═══ TEXTO DE PARTIDA ═══

Los restos del santo presentan también graves infecciones bucales, que podían provocar la muerte (hasta el 40% de los casos en la Edad Media) y que degeneraban en alteraciones de tipo mecánico, como restricciones en las vías aéreas, expansión cardiaca, o de tipo infeccioso en tórax o incluso la sepsis.
Los expertos han determinado también que murió entre los 35 y 45 años y que su estatura pudo oscilar entre los 167 y los 186 centímetros, muy superior a la media de la época, que apenas rozaba el metro y medio. Sus rasgos eran norteafricanos. Aunque en este último punto las conclusiones no son definitivas, sí se puede afirmar que “no era compatible con un grupo caucásico puro”.
El cuerpo del santo se redescubrió en 1504 ― en 1213 Alfonso VIII ya había levantado una capilla en su honor en la iglesia de San Andrés donde le dio sepultura― dentro de un arca del siglo XIII y junto a un códice de 28 hojas que relataba su vida y que había sido escrito en latín un siglo antes. Se trata del conocido como Códice de san Isidro o Códice de Juan Diácono, una de las fuentes indispensables para conocer la vida de este campesino mozárabe que vivió entre dos mundos en guerra: el reino de Castilla y al-Ándalus.
Sin embargo, la vida del santo ―era un simple labrador que vivía cerca del río Manzanares, por lo que es patrón de los agricultores desde 1960― ha sido estudiada por numerosos historiadores y teólogos hasta bien entrado el siglo XX (Juan López de Hoyos, Ambrosio Morales, Juan Hurtado de Mendoza... ) e, incluso, Lope de Vega le dedicó un poema. Su cuerpo durante el siglo XV se sacaba en procesión para rogar que lloviese en Madrid y los monarcas ―de Isabel la Católica a Felipe V― reclamaban sus restos y se guardaban algunos trocitos para su propia curación o la de sus cónyuges e hijos. Sin embargo, y a pesar de esta veneración secular por el madrileño ―el rey Alfonso VIII le atribuyó la victoria cristiana en la batalla de las Navas de Tolosa (1212)― no fue canonizado hasta 1622; eso sí, el mismo día que otros grandes ilustres de la Iglesia como santa Teresa de Jesús, san Ignacio de Loyola, san Felipe Neri o san Francisco Javier.

═══

TU TAREA:
Escribe todos los santos que, según el texto sobre san Isidro, fueron canonizados el mismo día que él.

═══ LOS DATOS ═══

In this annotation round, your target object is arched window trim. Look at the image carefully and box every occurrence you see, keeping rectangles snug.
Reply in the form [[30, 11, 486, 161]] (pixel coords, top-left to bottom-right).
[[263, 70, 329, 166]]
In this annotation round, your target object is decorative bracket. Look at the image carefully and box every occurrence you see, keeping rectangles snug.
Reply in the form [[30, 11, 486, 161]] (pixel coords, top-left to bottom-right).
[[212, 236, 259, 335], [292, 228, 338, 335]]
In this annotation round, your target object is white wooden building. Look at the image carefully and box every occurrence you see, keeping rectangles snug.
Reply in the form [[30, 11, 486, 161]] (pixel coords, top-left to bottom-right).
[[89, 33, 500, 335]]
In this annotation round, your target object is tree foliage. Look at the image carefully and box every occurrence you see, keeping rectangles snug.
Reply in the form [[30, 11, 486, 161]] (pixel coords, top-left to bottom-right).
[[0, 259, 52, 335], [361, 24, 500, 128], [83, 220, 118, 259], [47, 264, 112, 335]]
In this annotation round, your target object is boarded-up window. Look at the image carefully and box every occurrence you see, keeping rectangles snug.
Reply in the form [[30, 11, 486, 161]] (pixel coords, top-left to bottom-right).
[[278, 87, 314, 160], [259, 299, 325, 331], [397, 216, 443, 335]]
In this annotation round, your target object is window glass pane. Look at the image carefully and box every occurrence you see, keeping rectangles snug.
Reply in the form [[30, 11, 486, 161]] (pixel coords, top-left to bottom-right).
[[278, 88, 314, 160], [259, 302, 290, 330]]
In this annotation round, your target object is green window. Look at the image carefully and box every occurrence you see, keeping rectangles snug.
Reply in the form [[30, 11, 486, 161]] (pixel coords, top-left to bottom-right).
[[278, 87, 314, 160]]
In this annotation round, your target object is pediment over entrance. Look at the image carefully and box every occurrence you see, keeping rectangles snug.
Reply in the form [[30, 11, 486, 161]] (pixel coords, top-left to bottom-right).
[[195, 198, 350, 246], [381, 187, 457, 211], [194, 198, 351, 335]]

═══
═══ LOS DATOS ═══

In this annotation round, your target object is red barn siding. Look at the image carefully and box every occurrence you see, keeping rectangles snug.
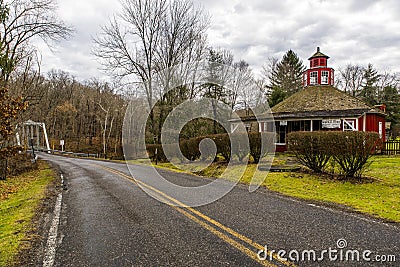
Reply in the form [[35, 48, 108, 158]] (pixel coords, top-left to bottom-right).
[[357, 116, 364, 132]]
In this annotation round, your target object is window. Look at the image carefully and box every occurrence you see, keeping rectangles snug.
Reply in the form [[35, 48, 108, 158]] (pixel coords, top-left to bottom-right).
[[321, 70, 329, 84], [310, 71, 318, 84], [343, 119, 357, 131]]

═══

TU RESPUESTA:
Santa Teresa de Jesús, san Ignacio de Loyola, san Felipe Neri y san Francisco Javier.